[Pointing dataset records]
========================================
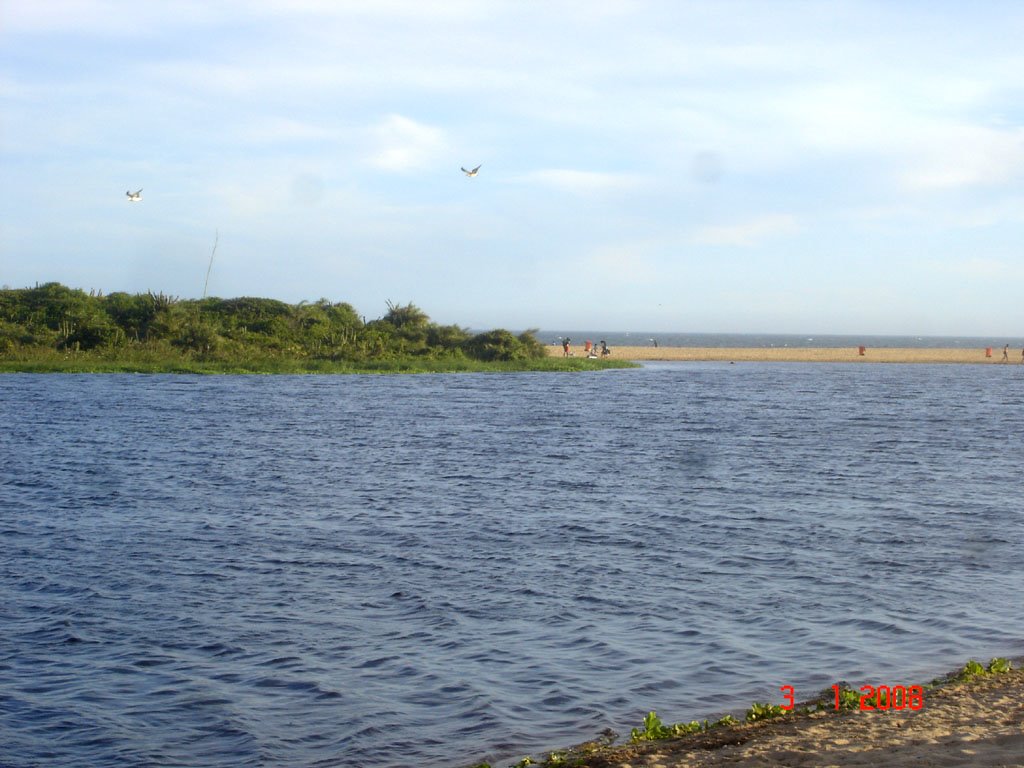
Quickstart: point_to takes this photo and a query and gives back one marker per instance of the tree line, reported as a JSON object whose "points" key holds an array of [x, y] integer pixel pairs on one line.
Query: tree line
{"points": [[56, 317]]}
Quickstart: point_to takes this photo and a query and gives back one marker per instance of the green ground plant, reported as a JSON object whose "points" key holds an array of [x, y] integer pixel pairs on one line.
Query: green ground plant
{"points": [[764, 712], [52, 328]]}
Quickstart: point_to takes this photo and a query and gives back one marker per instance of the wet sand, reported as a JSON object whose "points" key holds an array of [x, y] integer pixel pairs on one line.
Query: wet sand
{"points": [[805, 354], [974, 724]]}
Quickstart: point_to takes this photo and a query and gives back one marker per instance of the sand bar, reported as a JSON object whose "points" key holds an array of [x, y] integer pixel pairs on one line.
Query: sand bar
{"points": [[806, 354], [974, 724]]}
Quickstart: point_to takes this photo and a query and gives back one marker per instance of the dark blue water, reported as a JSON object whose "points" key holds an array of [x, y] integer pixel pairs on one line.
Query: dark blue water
{"points": [[433, 570]]}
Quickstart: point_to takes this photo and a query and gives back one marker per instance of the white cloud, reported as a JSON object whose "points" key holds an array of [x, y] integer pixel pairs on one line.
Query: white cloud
{"points": [[750, 232], [403, 144], [582, 182], [954, 156]]}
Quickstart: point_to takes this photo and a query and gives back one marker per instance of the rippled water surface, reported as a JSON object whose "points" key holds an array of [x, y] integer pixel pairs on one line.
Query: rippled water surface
{"points": [[434, 570]]}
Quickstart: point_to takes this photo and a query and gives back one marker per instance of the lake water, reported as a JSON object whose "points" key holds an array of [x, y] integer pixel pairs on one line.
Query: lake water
{"points": [[432, 570]]}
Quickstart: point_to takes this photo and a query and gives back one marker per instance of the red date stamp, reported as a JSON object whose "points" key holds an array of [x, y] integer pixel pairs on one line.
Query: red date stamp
{"points": [[872, 697]]}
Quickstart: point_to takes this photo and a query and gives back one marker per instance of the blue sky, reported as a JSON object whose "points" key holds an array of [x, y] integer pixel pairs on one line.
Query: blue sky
{"points": [[648, 165]]}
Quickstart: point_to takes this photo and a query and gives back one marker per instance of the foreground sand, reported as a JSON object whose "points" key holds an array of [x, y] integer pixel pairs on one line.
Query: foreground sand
{"points": [[804, 354], [975, 724]]}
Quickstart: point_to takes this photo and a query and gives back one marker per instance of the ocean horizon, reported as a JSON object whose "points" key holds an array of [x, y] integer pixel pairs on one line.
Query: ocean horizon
{"points": [[647, 338]]}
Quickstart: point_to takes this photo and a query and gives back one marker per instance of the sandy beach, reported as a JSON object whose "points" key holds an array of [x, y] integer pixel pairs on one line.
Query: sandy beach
{"points": [[977, 723], [805, 354]]}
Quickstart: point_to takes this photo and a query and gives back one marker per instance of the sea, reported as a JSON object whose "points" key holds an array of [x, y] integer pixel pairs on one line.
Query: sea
{"points": [[436, 570]]}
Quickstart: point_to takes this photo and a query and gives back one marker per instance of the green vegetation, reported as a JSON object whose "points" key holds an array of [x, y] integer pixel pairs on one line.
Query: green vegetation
{"points": [[972, 669], [51, 328], [653, 729], [763, 712]]}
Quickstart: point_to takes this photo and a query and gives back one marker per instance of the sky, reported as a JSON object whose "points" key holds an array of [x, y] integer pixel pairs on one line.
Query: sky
{"points": [[718, 166]]}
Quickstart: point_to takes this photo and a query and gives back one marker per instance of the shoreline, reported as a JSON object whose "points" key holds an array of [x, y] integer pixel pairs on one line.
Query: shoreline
{"points": [[804, 354], [975, 723]]}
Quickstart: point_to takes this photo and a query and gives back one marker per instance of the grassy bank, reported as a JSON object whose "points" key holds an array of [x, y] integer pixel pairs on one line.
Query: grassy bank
{"points": [[124, 360], [973, 717]]}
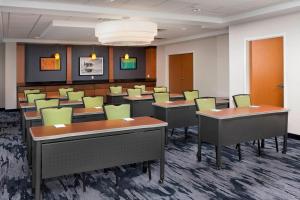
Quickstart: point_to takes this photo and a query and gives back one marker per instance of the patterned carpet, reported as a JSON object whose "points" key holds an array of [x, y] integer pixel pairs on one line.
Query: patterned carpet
{"points": [[272, 176]]}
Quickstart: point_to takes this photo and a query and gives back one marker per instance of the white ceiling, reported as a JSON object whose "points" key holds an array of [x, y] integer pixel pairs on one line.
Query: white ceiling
{"points": [[72, 20]]}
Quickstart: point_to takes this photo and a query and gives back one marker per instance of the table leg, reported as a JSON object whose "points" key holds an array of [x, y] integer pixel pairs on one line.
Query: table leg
{"points": [[218, 156], [162, 156], [284, 144], [199, 141], [263, 143], [38, 173]]}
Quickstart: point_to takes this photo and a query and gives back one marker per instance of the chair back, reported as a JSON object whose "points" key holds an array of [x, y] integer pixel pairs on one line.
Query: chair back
{"points": [[161, 97], [205, 103], [142, 87], [53, 116], [191, 95], [117, 112], [160, 89], [115, 89], [43, 103], [242, 100], [30, 92], [75, 96], [63, 91], [134, 92], [92, 102], [31, 97]]}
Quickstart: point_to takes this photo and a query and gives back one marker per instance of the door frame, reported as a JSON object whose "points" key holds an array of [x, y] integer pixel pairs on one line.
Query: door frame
{"points": [[168, 70], [247, 62]]}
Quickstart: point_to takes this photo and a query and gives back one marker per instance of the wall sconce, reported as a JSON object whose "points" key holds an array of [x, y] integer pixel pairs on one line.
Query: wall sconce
{"points": [[56, 56], [126, 56], [93, 56]]}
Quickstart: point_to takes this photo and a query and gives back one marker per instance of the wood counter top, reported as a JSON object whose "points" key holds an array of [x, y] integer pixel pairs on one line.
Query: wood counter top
{"points": [[95, 127]]}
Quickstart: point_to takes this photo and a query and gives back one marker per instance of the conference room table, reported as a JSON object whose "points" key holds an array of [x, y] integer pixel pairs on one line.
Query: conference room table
{"points": [[48, 96], [237, 125], [33, 118], [117, 99], [142, 105], [182, 113], [88, 146]]}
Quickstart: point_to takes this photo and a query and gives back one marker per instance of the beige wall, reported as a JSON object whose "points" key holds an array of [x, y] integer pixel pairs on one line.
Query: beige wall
{"points": [[10, 76], [211, 64], [2, 76]]}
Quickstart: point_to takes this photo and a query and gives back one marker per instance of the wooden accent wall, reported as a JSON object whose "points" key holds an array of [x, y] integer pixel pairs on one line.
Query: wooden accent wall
{"points": [[89, 89], [110, 64], [20, 63], [69, 64], [151, 63]]}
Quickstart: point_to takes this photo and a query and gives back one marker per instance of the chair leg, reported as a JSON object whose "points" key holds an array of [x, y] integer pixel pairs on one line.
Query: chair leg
{"points": [[262, 143], [117, 178], [186, 131], [258, 146], [83, 182], [144, 167], [276, 143], [149, 170], [239, 151]]}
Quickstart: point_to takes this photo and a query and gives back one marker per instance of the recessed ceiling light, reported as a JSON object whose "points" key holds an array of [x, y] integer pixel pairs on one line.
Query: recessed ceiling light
{"points": [[196, 9]]}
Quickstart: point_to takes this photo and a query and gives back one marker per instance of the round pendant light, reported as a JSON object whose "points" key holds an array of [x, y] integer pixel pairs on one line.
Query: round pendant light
{"points": [[56, 56], [126, 32]]}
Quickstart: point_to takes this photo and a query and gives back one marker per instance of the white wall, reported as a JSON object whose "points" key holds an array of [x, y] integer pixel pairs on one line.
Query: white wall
{"points": [[10, 76], [2, 76], [288, 26], [210, 64]]}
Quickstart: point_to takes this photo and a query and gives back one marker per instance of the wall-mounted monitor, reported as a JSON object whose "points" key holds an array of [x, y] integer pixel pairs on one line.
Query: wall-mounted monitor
{"points": [[128, 64]]}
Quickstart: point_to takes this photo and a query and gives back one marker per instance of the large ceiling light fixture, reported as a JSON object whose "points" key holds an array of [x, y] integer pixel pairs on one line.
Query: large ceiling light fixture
{"points": [[126, 32]]}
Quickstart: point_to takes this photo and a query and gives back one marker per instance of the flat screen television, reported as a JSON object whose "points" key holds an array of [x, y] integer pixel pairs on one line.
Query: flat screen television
{"points": [[128, 64]]}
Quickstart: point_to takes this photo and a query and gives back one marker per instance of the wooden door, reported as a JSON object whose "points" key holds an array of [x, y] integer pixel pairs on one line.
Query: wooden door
{"points": [[180, 72], [266, 71]]}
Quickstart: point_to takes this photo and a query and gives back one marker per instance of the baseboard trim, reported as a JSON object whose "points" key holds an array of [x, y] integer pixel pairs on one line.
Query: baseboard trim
{"points": [[11, 110], [294, 136]]}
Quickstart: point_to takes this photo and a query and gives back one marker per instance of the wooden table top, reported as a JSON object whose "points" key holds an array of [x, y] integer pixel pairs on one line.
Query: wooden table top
{"points": [[62, 103], [242, 112], [34, 115], [149, 97], [48, 96], [181, 103], [125, 94], [95, 127]]}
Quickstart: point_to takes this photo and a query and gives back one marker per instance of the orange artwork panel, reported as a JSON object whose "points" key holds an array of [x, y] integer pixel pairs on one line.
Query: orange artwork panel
{"points": [[50, 64]]}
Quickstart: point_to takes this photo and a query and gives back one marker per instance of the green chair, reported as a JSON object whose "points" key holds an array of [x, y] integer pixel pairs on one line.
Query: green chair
{"points": [[142, 87], [63, 91], [53, 116], [30, 92], [205, 103], [117, 112], [75, 96], [31, 97], [43, 103], [161, 97], [92, 102], [115, 89], [134, 92], [191, 95], [242, 100], [160, 89]]}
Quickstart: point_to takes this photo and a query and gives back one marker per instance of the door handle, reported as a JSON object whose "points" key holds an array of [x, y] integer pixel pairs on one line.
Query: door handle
{"points": [[280, 86]]}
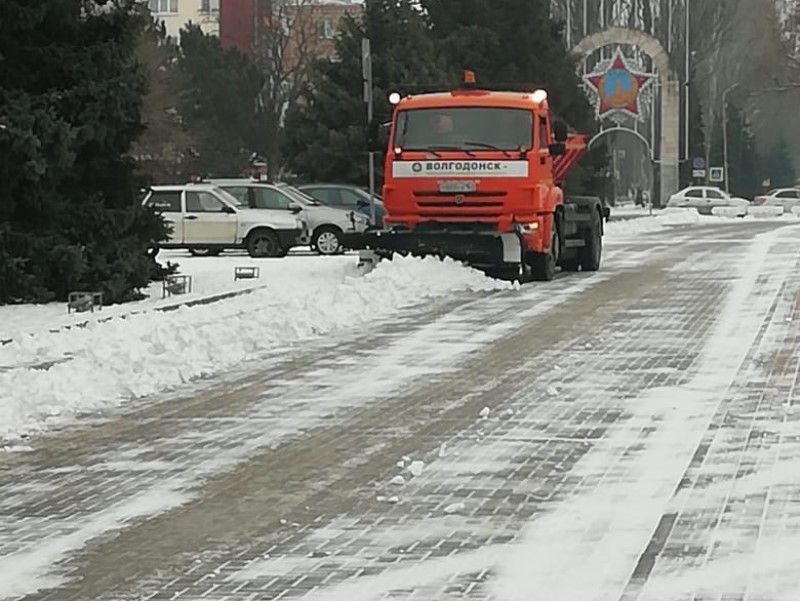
========================================
→ **Task instructions**
Replace "marker" with "dot" in the entries from the line with "green chair, reported" to the line with "Query: green chair", and give only those lines back with nothing else altered.

→ **Reply**
Quickstart: point_to takes this photo and a query and gives back one dot per instance of the green chair, reported as a JSON object whose "points" key holds an array of [x, y] integer pixel pairs on one line.
Query: green chair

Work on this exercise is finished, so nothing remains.